■ SOURCE TEXT ■
►
These past weeks have shown that, in many places elsewhere and to the highest levels, indifference, ignorance, and buck-passing are ingrained in the culture of the Church. What horrors lurk in other dioceses’ blue files? Where else have records been burned? How many bishops, diocesan officers, and clergy are saying to themselves “There, but for the grace of God . . .”?

RICHARD ASHBY
Chair, Chichester Cathedral Community Committee
11 Jubilee Mews
Emsworth PO10 8EA

 

From Mr Stephen Plaice

Sir, — Your leader comment (16 March) suggests that the diocese of Chichester may have been chosen as a guinea-pig for the Independent Inquiry into Child Sex Abuse, but treats it more as a scapegoat. To infer from your comments that the mismanagement of historical child abuse in Sussex has been chronic and that the rest of the Church of England was guilty only by association would be wrong.

In February, the lead bishop on safeguarding, Peter Hancock, was quoted in The Guardian, admitting that the Church of England was currently facing thousands of allegations of abuse. It is ridiculous to pretend that the failure to report or prevent abuse is other than systemic.

As a member of the laity in Sussex, I have been impressed by the unshirking manner in which the present Bishop, Dr Martin Warner, has rooted out historical and contemporary child abuse in the diocese (nearly all of which preceded his translation) and laid it before the public. Surely, Chichester should be encouraged in its recent transparency, not vilified.

STEPHEN PLAICE
83 Stanford Road, Brighton
East Sussex BN1 5PR

 

Sir, — I would like to make some comments on your recent report about Bishop Benn and the safeguarding blunders. At the time much of this happened, I had permission to officiate in Chichester diocese and had met, in passing, some of those abusers mentioned in the report. I was unaware, as I sincerely hope that most in the ranks were, of the sexual abuse that was taking place, but I observed the total lack of efficiency in the diocese as an entirety. It was, quite simply, an operational disaster.
◄
■ MATERIAL ■
►
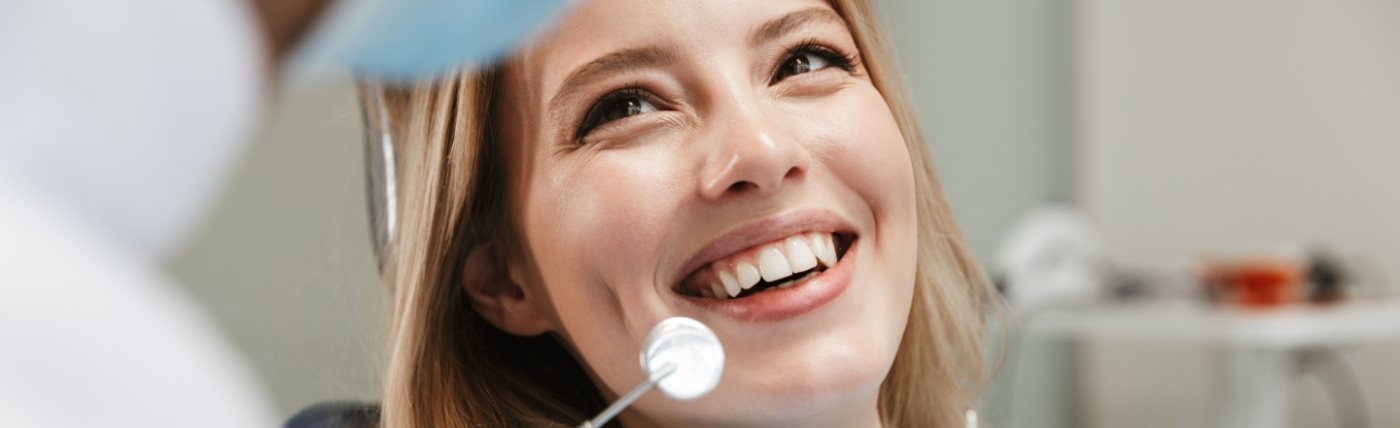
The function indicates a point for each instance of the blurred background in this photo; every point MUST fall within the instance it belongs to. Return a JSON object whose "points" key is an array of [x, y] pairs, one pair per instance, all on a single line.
{"points": [[1144, 147]]}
◄
■ PROBLEMS ■
• a. List every person the letters on church safeguarding identify by surname.
• b. Carry on the last of the letters on church safeguarding, starting right after its final sentence.
None of the data is needed here.

■ RESULTS OF THE TASKS ■
• a. Richard Ashby, Stephen Plaice, Peter Hancock, Martin Warner, Benn

• b.
Many of the letters that I wrote to Bishop Benn over my years in the diocese did not receive even the courtesy of an acknowledgement, let alone a reply. I spoke to a close colleague of Bishop Benn about this, and the reply to my remark, that I “never seemed to get an answer to a letter or email”, was greeted with the reply: “Yes, I know. We all laugh about it.” I cannot believe that I was the only one that found his tenure a problem in this respect, and I wonder whether some wrote to him about other problems linked to the far more important revelations of abuse and had a similar experience.

I know, from my own experience, what the attitude of some ministers in the diocese regarding what they regarded as priestly authority is. When I made a complaint to the diocesan hierarchy about the bullying that I had been subjected to, one minister was quite shocked on hearing of my action, and I was told, quite firmly, that “One cannot complain about a brother priest!”

At an event that I attended, I overheard one abuser and his confessor, and I heard the confessor laugh and say to the abusing minister, “Yes, I know all about you.” It is only in hindsight that one realises what may well have been implied by that remark. The mindset of some ministers in certain areas of the diocese appears, in retrospect, as though confession and forgiveness was taken as licence to sin.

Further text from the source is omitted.